DATA SUPPLIED.

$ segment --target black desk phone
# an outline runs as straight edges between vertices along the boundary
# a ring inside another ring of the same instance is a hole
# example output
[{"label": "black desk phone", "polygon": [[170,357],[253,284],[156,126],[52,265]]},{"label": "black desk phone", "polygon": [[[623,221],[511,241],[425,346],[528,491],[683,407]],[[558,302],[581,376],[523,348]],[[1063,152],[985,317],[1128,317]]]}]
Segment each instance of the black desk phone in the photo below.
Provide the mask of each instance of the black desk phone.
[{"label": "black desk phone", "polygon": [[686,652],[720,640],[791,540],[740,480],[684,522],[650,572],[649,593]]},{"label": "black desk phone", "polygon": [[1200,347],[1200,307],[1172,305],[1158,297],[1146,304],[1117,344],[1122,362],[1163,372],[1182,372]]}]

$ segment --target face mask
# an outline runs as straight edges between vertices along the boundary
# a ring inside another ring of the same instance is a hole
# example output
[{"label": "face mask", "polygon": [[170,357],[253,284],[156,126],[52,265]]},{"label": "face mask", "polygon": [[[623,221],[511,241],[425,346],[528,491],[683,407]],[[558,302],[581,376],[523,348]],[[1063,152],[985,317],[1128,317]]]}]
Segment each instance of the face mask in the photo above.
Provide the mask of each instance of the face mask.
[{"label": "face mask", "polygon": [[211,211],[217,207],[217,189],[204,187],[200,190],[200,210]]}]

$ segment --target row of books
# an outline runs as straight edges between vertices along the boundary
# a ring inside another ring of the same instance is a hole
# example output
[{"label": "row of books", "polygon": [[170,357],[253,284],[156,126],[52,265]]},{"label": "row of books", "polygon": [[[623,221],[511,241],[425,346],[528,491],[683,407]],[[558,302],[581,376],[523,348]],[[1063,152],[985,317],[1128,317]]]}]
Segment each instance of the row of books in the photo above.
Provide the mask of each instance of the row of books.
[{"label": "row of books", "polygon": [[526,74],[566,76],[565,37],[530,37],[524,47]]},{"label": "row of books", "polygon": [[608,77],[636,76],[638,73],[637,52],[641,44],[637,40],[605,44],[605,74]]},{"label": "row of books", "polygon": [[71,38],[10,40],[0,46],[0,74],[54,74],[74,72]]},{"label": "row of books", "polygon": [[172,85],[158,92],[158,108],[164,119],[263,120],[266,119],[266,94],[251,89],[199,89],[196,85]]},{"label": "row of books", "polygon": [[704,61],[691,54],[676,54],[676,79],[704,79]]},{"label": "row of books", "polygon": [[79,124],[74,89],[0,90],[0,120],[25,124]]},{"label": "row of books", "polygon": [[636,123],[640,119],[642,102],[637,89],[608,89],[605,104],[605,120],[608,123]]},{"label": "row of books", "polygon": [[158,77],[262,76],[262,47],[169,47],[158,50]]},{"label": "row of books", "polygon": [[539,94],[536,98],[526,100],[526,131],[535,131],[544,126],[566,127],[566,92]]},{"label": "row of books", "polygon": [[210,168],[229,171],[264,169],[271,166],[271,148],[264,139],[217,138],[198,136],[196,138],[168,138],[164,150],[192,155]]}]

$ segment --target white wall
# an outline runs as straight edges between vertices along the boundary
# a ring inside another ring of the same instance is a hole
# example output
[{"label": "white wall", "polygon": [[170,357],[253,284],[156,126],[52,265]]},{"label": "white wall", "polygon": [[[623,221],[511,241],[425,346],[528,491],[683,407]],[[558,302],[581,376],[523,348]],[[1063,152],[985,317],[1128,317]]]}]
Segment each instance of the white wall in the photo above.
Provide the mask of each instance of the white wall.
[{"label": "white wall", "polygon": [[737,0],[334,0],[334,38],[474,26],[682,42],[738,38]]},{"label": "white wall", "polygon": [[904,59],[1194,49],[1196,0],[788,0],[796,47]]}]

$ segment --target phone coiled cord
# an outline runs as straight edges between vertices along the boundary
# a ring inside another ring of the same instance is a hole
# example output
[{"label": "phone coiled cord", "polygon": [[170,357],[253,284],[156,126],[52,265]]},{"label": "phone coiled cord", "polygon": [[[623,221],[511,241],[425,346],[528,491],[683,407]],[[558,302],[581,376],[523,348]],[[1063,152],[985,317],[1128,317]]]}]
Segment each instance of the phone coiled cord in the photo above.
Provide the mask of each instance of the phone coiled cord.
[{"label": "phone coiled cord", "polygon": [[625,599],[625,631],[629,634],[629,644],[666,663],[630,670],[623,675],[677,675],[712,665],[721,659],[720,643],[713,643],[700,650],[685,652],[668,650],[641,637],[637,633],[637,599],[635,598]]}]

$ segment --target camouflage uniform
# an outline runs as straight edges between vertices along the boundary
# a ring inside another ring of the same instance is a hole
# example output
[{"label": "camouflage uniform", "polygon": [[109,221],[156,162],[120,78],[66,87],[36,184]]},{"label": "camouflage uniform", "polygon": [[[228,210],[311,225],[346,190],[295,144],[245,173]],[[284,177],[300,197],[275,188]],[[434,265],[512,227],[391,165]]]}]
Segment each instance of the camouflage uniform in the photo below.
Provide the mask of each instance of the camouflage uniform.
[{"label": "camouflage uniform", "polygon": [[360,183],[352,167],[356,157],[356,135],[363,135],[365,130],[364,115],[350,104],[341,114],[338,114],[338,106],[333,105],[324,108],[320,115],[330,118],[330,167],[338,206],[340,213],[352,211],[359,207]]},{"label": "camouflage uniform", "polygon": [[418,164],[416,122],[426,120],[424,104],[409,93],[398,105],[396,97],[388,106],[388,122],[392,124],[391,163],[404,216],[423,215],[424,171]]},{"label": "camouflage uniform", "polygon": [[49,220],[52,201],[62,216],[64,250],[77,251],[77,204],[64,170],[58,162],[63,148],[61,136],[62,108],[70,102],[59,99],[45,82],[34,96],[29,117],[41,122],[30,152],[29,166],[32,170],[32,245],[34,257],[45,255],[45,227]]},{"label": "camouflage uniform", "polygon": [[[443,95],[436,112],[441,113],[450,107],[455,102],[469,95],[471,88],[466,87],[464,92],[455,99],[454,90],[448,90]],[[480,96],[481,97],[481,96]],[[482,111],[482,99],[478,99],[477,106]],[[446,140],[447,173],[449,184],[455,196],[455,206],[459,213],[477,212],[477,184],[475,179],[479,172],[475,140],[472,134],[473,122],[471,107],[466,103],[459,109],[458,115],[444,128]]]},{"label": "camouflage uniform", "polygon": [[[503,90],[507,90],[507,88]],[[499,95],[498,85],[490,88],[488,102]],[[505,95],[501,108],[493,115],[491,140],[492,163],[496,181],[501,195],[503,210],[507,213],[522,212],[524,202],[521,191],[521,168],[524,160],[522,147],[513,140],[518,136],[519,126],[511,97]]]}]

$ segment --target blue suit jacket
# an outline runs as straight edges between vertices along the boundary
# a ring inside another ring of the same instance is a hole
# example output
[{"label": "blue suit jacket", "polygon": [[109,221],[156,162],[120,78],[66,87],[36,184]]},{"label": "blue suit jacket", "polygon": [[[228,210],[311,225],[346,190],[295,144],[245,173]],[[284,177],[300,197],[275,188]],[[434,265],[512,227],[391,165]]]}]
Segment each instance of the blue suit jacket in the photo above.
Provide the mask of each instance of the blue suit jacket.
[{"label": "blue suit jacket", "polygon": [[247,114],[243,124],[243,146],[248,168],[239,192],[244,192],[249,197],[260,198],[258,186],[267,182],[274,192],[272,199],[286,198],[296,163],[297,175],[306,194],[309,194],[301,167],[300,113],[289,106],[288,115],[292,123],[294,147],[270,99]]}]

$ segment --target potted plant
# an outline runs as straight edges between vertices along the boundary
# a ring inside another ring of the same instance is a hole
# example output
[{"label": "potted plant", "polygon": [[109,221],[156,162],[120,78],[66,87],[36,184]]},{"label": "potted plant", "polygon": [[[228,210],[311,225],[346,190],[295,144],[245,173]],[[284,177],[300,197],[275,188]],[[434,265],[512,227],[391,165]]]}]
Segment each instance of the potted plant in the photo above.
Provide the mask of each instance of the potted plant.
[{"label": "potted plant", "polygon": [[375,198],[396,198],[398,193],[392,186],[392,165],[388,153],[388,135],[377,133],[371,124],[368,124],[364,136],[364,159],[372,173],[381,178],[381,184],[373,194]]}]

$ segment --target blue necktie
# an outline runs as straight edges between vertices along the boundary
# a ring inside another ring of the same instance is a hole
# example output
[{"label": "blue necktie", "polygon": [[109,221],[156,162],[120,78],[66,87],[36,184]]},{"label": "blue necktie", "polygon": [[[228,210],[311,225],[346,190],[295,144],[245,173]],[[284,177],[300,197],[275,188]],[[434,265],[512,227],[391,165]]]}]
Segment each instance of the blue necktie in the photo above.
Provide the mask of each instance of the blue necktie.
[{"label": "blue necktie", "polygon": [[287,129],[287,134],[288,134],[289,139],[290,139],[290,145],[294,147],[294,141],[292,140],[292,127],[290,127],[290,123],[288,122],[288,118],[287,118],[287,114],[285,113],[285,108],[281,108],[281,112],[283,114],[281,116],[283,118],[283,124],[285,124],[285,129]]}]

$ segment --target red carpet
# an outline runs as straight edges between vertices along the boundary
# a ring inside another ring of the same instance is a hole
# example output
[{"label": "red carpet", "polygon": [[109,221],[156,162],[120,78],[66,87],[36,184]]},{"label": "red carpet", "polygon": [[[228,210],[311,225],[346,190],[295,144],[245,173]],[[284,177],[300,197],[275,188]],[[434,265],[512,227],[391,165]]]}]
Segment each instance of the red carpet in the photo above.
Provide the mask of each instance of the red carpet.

TASK TO COMPLETE.
Repeat verbatim the lines of the material from the one containing "--target phone coiled cord" through the one containing "Provide the mask of each instance of the phone", both of those lines included.

ANSWER TO THIS PROBLEM.
$ segment --target phone coiled cord
# an outline runs as straight edges between vertices along the boundary
# a ring inside another ring of the same instance is a hole
# example output
[{"label": "phone coiled cord", "polygon": [[170,357],[253,284],[156,126],[52,265]]},{"label": "phone coiled cord", "polygon": [[[623,221],[511,241],[425,346],[528,491],[683,407]],[[558,302],[581,376],[523,348]],[[1063,152],[985,317],[1128,317]]]}]
Segment each instance of the phone coiled cord in the photo above.
Provide the mask of each instance of the phone coiled cord.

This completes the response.